In one to three sentences, explain why Sister André did not realize she had been infected with the coronavirus in January 2021, according to the news report on her death.

● Provided text
.....

PARIS — A French nun who was believed to be the world’s oldest person but had been reportedly growing weary of the burdens of age has died a few weeks before her 119th birthday, her nursing home in southern France said Wednesday.
Lucile Randon, known as Sister André, was born in the town of Ales, southern France, on Feb. 11, 1904, and lived through the two world wars. As a little girl she was astonished by her first contact with electric lighting at school and, more recently, survived COVID-19 without even realizing she’d been infected.
Spokesman David Tavella said she died at 2 a.m. on Tuesday at the Sainte-Catherine-Laboure nursing home in the southern port city of Toulon.
The Gerontology Research Group, which validates details of people thought to be 110 or older, listed her as the oldest known person in the world after the death of Japan’s Kane Tanaka, aged 119, last year.
The oldest living known person in the world listed by the Gerontology Research Group is now American-born Maria Branyas Morera, who is living in Spain, and is 115.
Sister André tested positive for the coronavirus in January 2021, shortly before her 117th birthday, but she had so few symptoms that she didn’t even realize she was infected. Her survival made headlines both in France and beyond.
In April last year, asked about her exceptional longevity through two world wars, she told French media that “working … makes you live. I worked until I was 108.”
But the local newspaper Midi Libre reported Sister Andre saying in 2020, after recovering from COVID-19, that “God has forgotten me.”
Her health was deteriorating and the paper reported that during a visit with her last May she was imprisoned by the infirmities of age, with loss of eyesight, poor hearing and her face contorted by joint pain.
In better days, Sister Andre was known to enjoy a daily glass of wine and some chocolate, and toasted her 117th birthday in 2021 with Champagne, red wine and port.

.....

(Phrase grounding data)

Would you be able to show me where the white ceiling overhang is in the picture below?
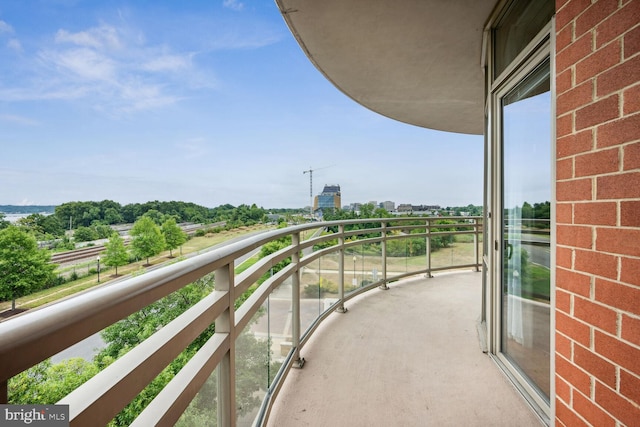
[276,0,496,134]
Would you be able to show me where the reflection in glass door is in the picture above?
[500,59,551,402]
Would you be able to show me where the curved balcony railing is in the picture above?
[0,217,482,426]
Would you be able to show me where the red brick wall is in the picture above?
[555,0,640,427]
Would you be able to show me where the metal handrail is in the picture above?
[0,217,482,425]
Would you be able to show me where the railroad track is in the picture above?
[51,245,105,264]
[51,221,218,264]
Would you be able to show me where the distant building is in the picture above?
[313,185,342,212]
[380,200,396,212]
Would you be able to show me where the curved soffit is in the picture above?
[276,0,496,134]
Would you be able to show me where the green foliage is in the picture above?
[16,213,64,240]
[102,236,129,276]
[129,216,165,264]
[258,223,291,283]
[302,277,338,298]
[8,357,98,405]
[0,212,11,230]
[73,226,98,242]
[0,226,56,308]
[431,220,455,252]
[161,218,187,257]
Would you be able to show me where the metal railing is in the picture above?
[0,217,482,426]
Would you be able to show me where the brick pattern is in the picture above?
[555,0,640,427]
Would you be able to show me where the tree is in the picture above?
[161,218,187,258]
[129,216,165,265]
[0,212,11,230]
[73,226,98,242]
[103,233,129,276]
[0,226,56,310]
[8,357,98,405]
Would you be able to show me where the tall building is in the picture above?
[380,200,396,212]
[313,184,342,212]
[276,0,640,426]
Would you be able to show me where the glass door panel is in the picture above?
[501,59,551,402]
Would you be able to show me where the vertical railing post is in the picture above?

.....

● Solution to this problem
She tested positive shortly before her 117th birthday but had so few symptoms that she didn't even realize she was infected.